BEGIN
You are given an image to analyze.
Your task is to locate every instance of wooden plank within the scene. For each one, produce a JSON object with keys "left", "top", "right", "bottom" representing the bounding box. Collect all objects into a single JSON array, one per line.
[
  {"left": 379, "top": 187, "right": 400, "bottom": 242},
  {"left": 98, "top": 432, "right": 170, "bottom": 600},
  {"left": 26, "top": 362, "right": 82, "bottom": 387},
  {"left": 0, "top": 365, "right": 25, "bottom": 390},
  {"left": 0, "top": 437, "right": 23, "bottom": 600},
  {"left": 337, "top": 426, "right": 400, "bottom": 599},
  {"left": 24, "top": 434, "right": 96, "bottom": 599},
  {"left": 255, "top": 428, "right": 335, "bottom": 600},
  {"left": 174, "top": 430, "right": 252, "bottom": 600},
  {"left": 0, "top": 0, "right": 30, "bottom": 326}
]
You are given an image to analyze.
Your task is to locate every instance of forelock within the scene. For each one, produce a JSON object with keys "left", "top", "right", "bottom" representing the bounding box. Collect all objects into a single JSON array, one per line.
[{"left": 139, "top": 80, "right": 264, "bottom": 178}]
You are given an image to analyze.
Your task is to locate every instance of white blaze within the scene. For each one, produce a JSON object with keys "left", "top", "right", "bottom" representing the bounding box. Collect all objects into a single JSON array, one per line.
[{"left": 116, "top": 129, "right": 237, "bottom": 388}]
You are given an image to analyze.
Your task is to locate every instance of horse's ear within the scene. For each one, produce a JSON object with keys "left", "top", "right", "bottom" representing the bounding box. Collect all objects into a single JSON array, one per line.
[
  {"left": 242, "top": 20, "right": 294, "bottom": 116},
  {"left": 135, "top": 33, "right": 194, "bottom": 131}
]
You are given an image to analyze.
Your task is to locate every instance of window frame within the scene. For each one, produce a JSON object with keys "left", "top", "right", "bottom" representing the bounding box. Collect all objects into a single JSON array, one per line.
END
_ACTIVITY:_
Transcribe all the material, keeping each word as it is.

_ANSWER TO THIS TASK:_
You are given an image to analyze.
Your task is to locate every instance of wooden plank within the scene. For each one, produce a JSON object with keys "left", "top", "right", "bottom" representing the bounding box. Collect all objects into a single JSON array, one per line.
[
  {"left": 379, "top": 187, "right": 400, "bottom": 242},
  {"left": 98, "top": 432, "right": 170, "bottom": 600},
  {"left": 26, "top": 362, "right": 82, "bottom": 387},
  {"left": 0, "top": 365, "right": 25, "bottom": 390},
  {"left": 0, "top": 437, "right": 23, "bottom": 600},
  {"left": 337, "top": 426, "right": 400, "bottom": 599},
  {"left": 24, "top": 434, "right": 96, "bottom": 599},
  {"left": 255, "top": 428, "right": 335, "bottom": 600},
  {"left": 174, "top": 430, "right": 252, "bottom": 600},
  {"left": 0, "top": 0, "right": 30, "bottom": 326}
]
You are given an image to analyze.
Your task is to locate every instance of forelock within the scene. For each one, produce a JSON object with keys "left", "top", "right", "bottom" representing the bounding box. Collect all objects into a single JSON array, one per line.
[{"left": 139, "top": 80, "right": 264, "bottom": 178}]
You are given an image to analyze.
Your task is to locate every instance of white blaze within the scene. For each one, produce a JSON object with keys "left", "top", "right", "bottom" representing the bounding box. Collect all objects into a single JSON array, one per line.
[{"left": 116, "top": 129, "right": 237, "bottom": 388}]
You are given an image to analyze.
Your task is to locate every instance of horse's ear within the scene. For each one, produce a JSON object with keys "left", "top", "right", "bottom" representing the bounding box. Collect all objects into a single JSON array, one per line.
[
  {"left": 242, "top": 20, "right": 294, "bottom": 116},
  {"left": 135, "top": 33, "right": 194, "bottom": 131}
]
You are given an image to analyze.
Your task is to locate every instance of window frame within the scene. For each one, produce a JSON object with keys "left", "top", "right", "bottom" representing the bounding box. Collect all objects into a single JSON array, one per line.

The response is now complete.